_Page excerpt_:
§

Assets of the Panamanian banking center increased by US$5.6 billion
Panama’s International Banking Center (CBI) recorded assets of US$136.7 billion at the end of September 2022, representing an increase of US$5.6 billion compared to the same period of 2021, a year-on-year increase of 4.2%.
It was the result of a 14.2% increase in the net loan portfolio and a 6.8% increase in the investment component, according to the latest report from the Superintendency of Banks.
The entity points out that, as mentioned in previous reports, on the liquid assets side, even though it shows a lower performance of minus 26.5%, this is the counterpart reflection of the increase in credit.

“Regarding the net credit portfolio as of September 2022, the CBI presented an increase of 14.2% to reach a balance of US$82.9 million. Thus, CBI’s credit portfolio continues to evolve favorably,” the official report states.
On the other hand, it reveals that the local portfolio of the National Banking System (SBN) registered a growth of the gross credit portfolio, which reached a balance of US$58.1 billion, with a 12-month dynamism of 6.2% (US$3.4 billion), related to the higher qualified demand for credit.
It is indicated that with this result, the private bank credit portfolio registered the highest annual growth since January 2018.
Referring to the flow of new credit, during the period January to September 2022, an increase of 57% was recorded, higher than that granted in the same period of the previous year, which is still influenced by a comparison base effect.
Although the performance of this flow of disbursements is positive, it has begun to show signs of moderation in its growth rate, according to the banking superintendency.
It adds that, most recently, the quality of bank assets has shown slight improvements. The delinquency segment registered 4.0%, of which 1.6% represents loans more than 30 days overdue and 2.3% for those loans more than 90 days overdue.
The performance in delinquency activity is influenced by the past-due loan component. At the end of the third quarter of 2022, the indicator of past due loans over 90 days past due decreased to 2.3%, mainly due to loan write-offs and the expansion of the loan portfolio.
However, the banking entity states that asset quality is expected to be weaker in the coming months, although it should remain manageable.

§

_Problems to work on_:
1. Answer these questions from the article on Panamanian banking assets:
(a) What were the total assets of the International Banking Center at the end of September 2022?
(b) What balance did the gross credit portfolio of the National Banking System's local portfolio reach?
(c) By what percentage did the flow of new credit increase from January to September 2022?
2. In the article on Panamanian banking assets, reproduce word for word the part that opens with the words containing "The performance in" and closes with "the loan portfolio.".

_Data extracts_:
§

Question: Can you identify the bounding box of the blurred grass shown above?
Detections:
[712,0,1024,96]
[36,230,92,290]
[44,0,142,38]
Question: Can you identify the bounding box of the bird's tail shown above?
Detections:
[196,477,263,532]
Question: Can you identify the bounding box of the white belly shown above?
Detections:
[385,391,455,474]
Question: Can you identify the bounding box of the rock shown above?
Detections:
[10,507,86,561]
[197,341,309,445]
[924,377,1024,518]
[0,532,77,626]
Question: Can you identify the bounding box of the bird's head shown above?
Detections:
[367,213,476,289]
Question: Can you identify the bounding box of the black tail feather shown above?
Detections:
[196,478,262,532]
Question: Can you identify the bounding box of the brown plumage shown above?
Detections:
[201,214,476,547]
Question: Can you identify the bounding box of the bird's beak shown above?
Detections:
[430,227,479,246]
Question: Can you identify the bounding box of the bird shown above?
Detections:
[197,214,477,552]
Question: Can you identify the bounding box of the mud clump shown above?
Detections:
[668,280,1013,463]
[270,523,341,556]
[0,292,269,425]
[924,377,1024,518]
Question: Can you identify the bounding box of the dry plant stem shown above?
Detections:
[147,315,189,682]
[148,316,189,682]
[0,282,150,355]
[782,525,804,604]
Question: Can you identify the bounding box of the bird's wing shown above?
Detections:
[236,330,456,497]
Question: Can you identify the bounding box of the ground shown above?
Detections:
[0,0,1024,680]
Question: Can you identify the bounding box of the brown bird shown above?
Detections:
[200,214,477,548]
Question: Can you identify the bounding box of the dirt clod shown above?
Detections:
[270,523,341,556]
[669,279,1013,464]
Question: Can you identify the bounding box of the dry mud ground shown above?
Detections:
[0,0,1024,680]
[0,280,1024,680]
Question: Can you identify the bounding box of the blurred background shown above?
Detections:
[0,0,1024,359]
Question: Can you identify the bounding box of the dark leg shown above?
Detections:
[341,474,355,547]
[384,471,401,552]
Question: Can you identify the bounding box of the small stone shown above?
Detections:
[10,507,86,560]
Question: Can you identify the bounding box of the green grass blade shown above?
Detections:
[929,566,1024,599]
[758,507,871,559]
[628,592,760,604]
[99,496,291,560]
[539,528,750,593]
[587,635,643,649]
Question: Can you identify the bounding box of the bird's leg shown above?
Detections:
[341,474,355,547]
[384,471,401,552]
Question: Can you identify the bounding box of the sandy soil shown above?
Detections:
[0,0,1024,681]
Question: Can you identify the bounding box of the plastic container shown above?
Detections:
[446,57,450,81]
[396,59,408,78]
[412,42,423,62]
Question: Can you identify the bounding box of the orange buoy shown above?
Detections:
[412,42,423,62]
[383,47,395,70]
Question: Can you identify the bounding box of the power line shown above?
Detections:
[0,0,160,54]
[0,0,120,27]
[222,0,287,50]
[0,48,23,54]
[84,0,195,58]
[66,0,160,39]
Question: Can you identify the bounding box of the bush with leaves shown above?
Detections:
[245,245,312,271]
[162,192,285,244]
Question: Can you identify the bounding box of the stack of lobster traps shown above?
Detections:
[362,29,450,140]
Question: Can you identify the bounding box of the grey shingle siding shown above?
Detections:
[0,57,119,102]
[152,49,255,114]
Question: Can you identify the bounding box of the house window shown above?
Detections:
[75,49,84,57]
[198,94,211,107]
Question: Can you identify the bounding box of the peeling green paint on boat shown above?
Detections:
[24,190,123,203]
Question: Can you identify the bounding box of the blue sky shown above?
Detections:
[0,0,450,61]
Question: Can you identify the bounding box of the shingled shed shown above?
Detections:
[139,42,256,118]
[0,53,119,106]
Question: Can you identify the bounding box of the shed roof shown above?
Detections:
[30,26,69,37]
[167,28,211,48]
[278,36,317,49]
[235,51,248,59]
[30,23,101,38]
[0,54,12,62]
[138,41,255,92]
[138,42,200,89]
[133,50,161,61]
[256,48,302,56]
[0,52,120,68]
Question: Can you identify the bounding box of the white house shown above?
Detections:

§

_Answers to the problems_:
1.
(a) US$136.7 billion
(b) US$58.1 billion
(c) 57%

2.
The performance in delinquency activity is influenced by the past-due loan component. At the end of the third quarter of 2022, the indicator of past due loans over 90 days past due decreased to 2.3%, mainly due to loan write-offs and the expansion of the loan portfolio.